[Challenge] Convert every entry below into a Markdown table with two columns, Row and Line. Give each line a row number and skip blank lines.

[Exercise material]
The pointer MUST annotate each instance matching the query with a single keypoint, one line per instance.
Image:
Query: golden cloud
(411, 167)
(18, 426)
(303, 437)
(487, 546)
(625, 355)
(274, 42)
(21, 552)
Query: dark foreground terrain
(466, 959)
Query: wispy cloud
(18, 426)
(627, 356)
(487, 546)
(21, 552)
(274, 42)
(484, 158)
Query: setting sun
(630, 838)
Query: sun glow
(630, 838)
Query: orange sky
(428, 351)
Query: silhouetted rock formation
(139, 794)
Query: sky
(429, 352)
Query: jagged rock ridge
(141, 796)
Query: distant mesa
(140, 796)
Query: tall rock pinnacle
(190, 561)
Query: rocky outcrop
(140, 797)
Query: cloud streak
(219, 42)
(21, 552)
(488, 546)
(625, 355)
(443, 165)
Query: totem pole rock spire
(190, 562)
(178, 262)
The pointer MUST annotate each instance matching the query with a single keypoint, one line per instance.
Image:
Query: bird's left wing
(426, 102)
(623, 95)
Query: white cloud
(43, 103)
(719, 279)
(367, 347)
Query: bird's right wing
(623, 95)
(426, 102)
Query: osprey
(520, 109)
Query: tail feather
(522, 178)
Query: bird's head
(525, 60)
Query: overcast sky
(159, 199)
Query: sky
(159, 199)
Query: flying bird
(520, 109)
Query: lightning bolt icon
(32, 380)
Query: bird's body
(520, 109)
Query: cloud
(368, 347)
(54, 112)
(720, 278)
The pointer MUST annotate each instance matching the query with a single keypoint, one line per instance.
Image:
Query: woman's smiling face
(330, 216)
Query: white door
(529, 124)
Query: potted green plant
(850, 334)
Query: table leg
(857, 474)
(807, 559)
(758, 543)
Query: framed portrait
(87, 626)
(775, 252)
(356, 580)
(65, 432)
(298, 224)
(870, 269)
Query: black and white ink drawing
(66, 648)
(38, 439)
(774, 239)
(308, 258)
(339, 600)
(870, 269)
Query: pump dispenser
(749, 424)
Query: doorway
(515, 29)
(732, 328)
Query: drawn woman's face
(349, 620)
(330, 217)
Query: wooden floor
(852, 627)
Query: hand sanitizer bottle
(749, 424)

[Worked answer]
| Row | Line |
|---|---|
| 1 | The pointer MUST annotate each instance matching the query with a single keypoint, one line per instance. |
| 2 | Image: |
| 3 | Query: golden cloud |
| 4 | (411, 167) |
| 5 | (18, 426) |
| 6 | (303, 437) |
| 7 | (487, 546) |
| 8 | (625, 355) |
| 9 | (274, 42) |
| 10 | (21, 552) |
| 11 | Query: dark foreground terrain |
| 12 | (466, 959) |
| 13 | Query: wispy cloud |
| 14 | (18, 426) |
| 15 | (627, 356) |
| 16 | (487, 546) |
| 17 | (21, 552) |
| 18 | (274, 42) |
| 19 | (484, 158) |
| 20 | Query: setting sun |
| 21 | (630, 838) |
| 22 | Query: sun glow |
| 23 | (630, 838) |
| 24 | Query: orange sky |
| 25 | (428, 351) |
| 26 | Query: silhouetted rock formation |
| 27 | (139, 794) |
| 28 | Query: sky |
| 29 | (429, 352) |
| 30 | Query: jagged rock ridge |
| 31 | (141, 796) |
| 32 | Query: distant mesa |
| 33 | (140, 796) |
| 34 | Query: tall rock pinnacle |
| 35 | (190, 561) |
| 36 | Query: rocky outcrop |
| 37 | (140, 797) |
| 38 | Query: cloud streak |
| 39 | (219, 42) |
| 40 | (21, 552) |
| 41 | (488, 546) |
| 42 | (625, 355) |
| 43 | (443, 165) |
| 44 | Query: totem pole rock spire |
| 45 | (190, 562) |
| 46 | (178, 262) |
| 47 | The pointer MUST annotate each instance matching the query with a single keypoint, one line per instance. |
| 48 | Image: |
| 49 | Query: bird's left wing |
| 50 | (426, 102) |
| 51 | (623, 95) |
| 52 | Query: white cloud |
| 53 | (43, 103) |
| 54 | (719, 279) |
| 55 | (367, 347) |
| 56 | Query: bird's right wing |
| 57 | (623, 95) |
| 58 | (426, 102) |
| 59 | Query: osprey |
| 60 | (520, 109) |
| 61 | Query: tail feather |
| 62 | (522, 178) |
| 63 | Query: bird's head |
| 64 | (525, 60) |
| 65 | Query: overcast sky |
| 66 | (159, 199) |
| 67 | Query: sky |
| 68 | (159, 199) |
| 69 | Query: flying bird |
| 70 | (520, 109) |
| 71 | Query: lightning bolt icon |
| 72 | (32, 380) |
| 73 | Query: bird's body |
| 74 | (520, 109) |
| 75 | Query: cloud |
| 76 | (368, 347) |
| 77 | (54, 112) |
| 78 | (720, 278) |
| 79 | The pointer MUST annotate each instance matching the query with a single keypoint, one line per instance. |
| 80 | Image: |
| 81 | Query: woman's smiling face |
| 82 | (330, 216) |
| 83 | Query: white door |
| 84 | (529, 124) |
| 85 | Query: potted green plant |
| 86 | (850, 334) |
| 87 | Query: table leg |
| 88 | (857, 474) |
| 89 | (807, 559) |
| 90 | (758, 543) |
| 91 | Query: framed portrait |
| 92 | (87, 626) |
| 93 | (775, 252) |
| 94 | (356, 580) |
| 95 | (65, 432) |
| 96 | (298, 224) |
| 97 | (870, 269) |
| 98 | Query: black and white ink drawing |
| 99 | (66, 648) |
| 100 | (38, 439) |
| 101 | (774, 239) |
| 102 | (308, 258) |
| 103 | (339, 600) |
| 104 | (870, 269) |
| 105 | Query: pump dispenser |
| 106 | (749, 424) |
| 107 | Query: doorway |
| 108 | (515, 29) |
| 109 | (732, 328) |
| 110 | Query: drawn woman's face |
| 111 | (349, 620) |
| 112 | (330, 217) |
| 113 | Query: wooden floor |
| 114 | (852, 627) |
| 115 | Query: hand sanitizer bottle |
| 116 | (749, 424) |